**Trecho do texto:**
GIOVANNI SERVODIO: O EQUÍVOCO DA LIBERDADE RELIGIOSA
De Giovanni Servodio
[Tradução: Gederson Falcometa]
Buscaremos manter uma certa moderação ao tratar deste tema que, após a
emergência sanitária, se tornou objeto de múltiplas controvérsias, de
declarações e retratações públicas e, sobretudo, gerou mal entendidos e
consequentes equívocos.
Falamos da celebração das Santas Missas nos lugares de culto católicos,
que o Governo proibiu de fato exercitando um direito que não tem e então aplicou
uma arbitrariedade, com o agravante da manifesta inconsciência acerca das
premissas e das consequências da sua decisão.
Primeiramente clareamos um ponto importante: a proibição de fato das
celebrações das Missas diz respeito só as Missas com a participação dos fiéis,
porque o sacerdote, que é o único sujeito que pode efetuar a celebração, é
livre para fazê-lo: coisa que não poderia ser de outro modo, como demonstra a
experiência de séculos e em particular a experiência dos sacerdotes em
cativeiro. Segue-se que a continuidade do culto católico não foi afetada pela
decisão do governo e não poderia ser em qualquer caso; embora seja claro para
todos que os próprios governantes não tinham e não têm a menor consciência
disso.
Por outro lado, por sua própria natureza, a celebração da Santa Missa escapa à interferência de qualquer imposição externa, exceto em casos extremos que ocorreram dentro dos regimes políticos comunistas e / ou maçônicos. O único impedimento irremediável é determinado quando o celebrante não pode ter a "matéria" disponível para a validade do sacramento.

**Desafio A:**
Segundo o trecho do texto, qual é o único impedimento irremediável à celebração da Santa Missa?

**Dados brutos:**
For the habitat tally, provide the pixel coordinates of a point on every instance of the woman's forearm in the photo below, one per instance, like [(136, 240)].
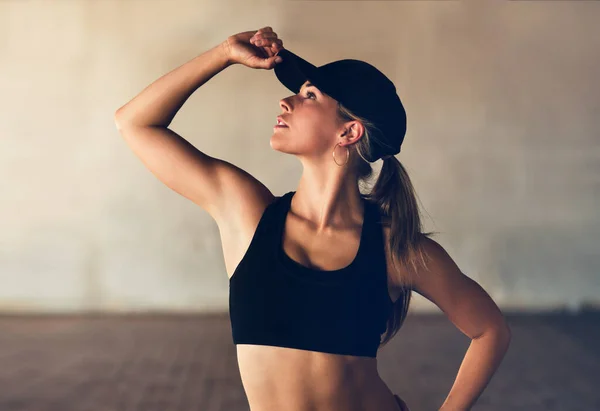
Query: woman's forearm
[(158, 103), (479, 364)]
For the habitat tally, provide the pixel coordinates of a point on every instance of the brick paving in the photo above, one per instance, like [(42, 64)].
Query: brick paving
[(172, 363)]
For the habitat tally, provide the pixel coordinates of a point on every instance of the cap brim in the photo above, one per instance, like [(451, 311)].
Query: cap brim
[(293, 72)]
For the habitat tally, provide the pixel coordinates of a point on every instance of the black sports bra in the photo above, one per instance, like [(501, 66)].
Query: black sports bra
[(276, 301)]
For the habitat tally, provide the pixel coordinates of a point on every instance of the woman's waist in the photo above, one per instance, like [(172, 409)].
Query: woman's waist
[(293, 379)]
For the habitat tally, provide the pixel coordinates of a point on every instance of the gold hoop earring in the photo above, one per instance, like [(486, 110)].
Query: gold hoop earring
[(347, 155)]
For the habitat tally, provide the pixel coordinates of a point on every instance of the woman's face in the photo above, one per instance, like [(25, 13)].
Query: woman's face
[(313, 125)]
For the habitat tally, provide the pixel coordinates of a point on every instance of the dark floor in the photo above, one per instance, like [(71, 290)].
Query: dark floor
[(189, 363)]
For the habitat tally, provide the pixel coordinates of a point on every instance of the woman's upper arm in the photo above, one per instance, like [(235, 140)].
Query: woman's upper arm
[(462, 299), (217, 186)]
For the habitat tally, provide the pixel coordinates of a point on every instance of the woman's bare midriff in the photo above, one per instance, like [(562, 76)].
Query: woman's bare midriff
[(278, 378)]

**Desafio B:**
Reproduza os registros sem nenhuma alteração, do início deles até a linha que contém "[(462, 299), (217, 186)]", incluindo essa linha. Não inclua as imagens.

**Resultado A:**
Quando o celebrante não pode ter a "matéria" disponível para a validade do sacramento.

**Resultado B:**
For the habitat tally, provide the pixel coordinates of a point on every instance of the woman's forearm in the photo below, one per instance, like [(136, 240)].
Query: woman's forearm
[(158, 103), (479, 364)]
For the habitat tally, provide the pixel coordinates of a point on every instance of the brick paving in the photo above, one per instance, like [(42, 64)].
Query: brick paving
[(172, 363)]
For the habitat tally, provide the pixel coordinates of a point on every instance of the cap brim in the photo above, one per instance, like [(451, 311)].
Query: cap brim
[(293, 72)]
For the habitat tally, provide the pixel coordinates of a point on every instance of the black sports bra in the photo above, one per instance, like [(501, 66)].
Query: black sports bra
[(276, 301)]
For the habitat tally, provide the pixel coordinates of a point on every instance of the woman's waist in the photo above, one per instance, like [(172, 409)].
Query: woman's waist
[(293, 379)]
For the habitat tally, provide the pixel coordinates of a point on every instance of the gold hoop earring in the photo above, one per instance, like [(486, 110)].
Query: gold hoop earring
[(347, 155)]
For the habitat tally, provide the pixel coordinates of a point on every instance of the woman's face in the photo above, one per instance, like [(25, 13)].
Query: woman's face
[(313, 125)]
For the habitat tally, provide the pixel coordinates of a point on every instance of the dark floor in the photo above, one per instance, like [(71, 290)].
Query: dark floor
[(189, 363)]
For the habitat tally, provide the pixel coordinates of a point on every instance of the woman's upper arm in the photo above, one per instance, like [(235, 140)].
Query: woman's upper arm
[(462, 299), (217, 186)]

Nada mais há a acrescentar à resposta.